──────── GIVEN DATA

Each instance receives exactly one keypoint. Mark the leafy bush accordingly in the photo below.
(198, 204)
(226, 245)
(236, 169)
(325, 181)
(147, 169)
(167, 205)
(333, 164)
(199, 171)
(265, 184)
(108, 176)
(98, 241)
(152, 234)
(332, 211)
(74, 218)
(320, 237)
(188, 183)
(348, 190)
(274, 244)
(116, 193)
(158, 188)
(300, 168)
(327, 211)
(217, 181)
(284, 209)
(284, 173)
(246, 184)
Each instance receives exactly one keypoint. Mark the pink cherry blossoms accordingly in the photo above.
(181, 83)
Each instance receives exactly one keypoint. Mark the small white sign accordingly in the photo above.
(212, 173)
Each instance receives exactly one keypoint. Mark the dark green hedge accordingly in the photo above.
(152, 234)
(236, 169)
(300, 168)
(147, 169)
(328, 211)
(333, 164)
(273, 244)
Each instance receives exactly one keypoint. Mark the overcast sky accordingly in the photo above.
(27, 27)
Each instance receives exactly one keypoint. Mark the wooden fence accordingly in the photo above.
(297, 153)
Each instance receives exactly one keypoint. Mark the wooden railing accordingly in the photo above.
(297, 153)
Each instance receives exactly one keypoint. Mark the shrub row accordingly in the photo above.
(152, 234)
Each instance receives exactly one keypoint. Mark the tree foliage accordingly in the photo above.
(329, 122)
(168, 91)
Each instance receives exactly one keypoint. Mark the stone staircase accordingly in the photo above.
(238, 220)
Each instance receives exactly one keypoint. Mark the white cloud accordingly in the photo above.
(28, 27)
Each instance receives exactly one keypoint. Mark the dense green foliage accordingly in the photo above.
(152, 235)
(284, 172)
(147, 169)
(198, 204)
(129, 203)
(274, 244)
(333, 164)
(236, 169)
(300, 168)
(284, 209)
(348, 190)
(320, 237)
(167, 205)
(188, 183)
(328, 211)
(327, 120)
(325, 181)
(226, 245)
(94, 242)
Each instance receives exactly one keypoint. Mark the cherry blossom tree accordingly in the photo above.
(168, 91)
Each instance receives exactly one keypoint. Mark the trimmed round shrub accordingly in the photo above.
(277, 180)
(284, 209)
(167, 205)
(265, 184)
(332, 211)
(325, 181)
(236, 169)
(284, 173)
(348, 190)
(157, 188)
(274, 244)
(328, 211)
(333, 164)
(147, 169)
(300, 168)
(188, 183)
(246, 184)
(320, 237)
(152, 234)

────────────────

__WORK REQUEST__
Would you write out the data exactly as it reads?

__RESPONSE BOX__
Each instance receives exactly one keypoint. Mark the leafy bush accordingly in the photo below.
(198, 204)
(226, 245)
(236, 169)
(325, 181)
(147, 169)
(167, 205)
(333, 164)
(199, 171)
(265, 184)
(108, 176)
(98, 241)
(152, 234)
(332, 211)
(74, 218)
(320, 237)
(188, 183)
(348, 190)
(274, 244)
(116, 193)
(158, 188)
(300, 168)
(327, 211)
(217, 181)
(284, 209)
(284, 173)
(246, 184)
Each instance receives exactly one keypoint. Mark the pink cherry blossoms accordingly in the photo above.
(181, 83)
Each instance receives exactly one keypoint. Mark the small white sign accordingly in the photo above.
(212, 173)
Each instance receives exactly one keypoint. Mark the dark green hedge accordingly in the photo above.
(152, 234)
(236, 169)
(300, 168)
(147, 169)
(328, 211)
(333, 164)
(273, 244)
Each instance receives exactly one keypoint. Mark the overcast sky accordingly in the photo above.
(27, 27)
Each instance receives exactly one keypoint. Mark the wooden fence accordingly in the photo above.
(297, 153)
Each instance receives exactly one keypoint. Mark the wooden railing accordingly in the photo above.
(297, 153)
Each instance receives exactly one keypoint. Mark the shrub row accordingly in the photo above.
(152, 234)
Each instance receives exactly one keypoint. Mark the tree foliage accordingly in the photo above.
(329, 122)
(168, 91)
Each instance receives exactly one keypoint. Mark the stone staircase accordingly in the photo above.
(238, 220)
Each instance receives exactly one keypoint. Mark the white cloud accordingly in the photo above.
(28, 27)
Each instance receives exactly one keypoint. Mark the dense green foliage accordingly in the photo above.
(152, 235)
(284, 172)
(147, 169)
(198, 204)
(129, 203)
(274, 244)
(333, 164)
(236, 169)
(300, 168)
(284, 209)
(348, 190)
(320, 237)
(167, 205)
(188, 183)
(328, 211)
(327, 120)
(325, 181)
(226, 245)
(94, 242)
Each instance receives exactly one keypoint. Mark the cherry blossom tree accordingly in the photo above.
(168, 91)
Each instance receives exactly one keypoint. Mark the trimmed round shrub accordingly in the photo above.
(277, 180)
(284, 209)
(167, 205)
(265, 184)
(332, 211)
(325, 181)
(236, 169)
(284, 173)
(348, 190)
(157, 188)
(274, 244)
(328, 211)
(333, 164)
(147, 169)
(300, 168)
(188, 183)
(246, 184)
(320, 237)
(152, 234)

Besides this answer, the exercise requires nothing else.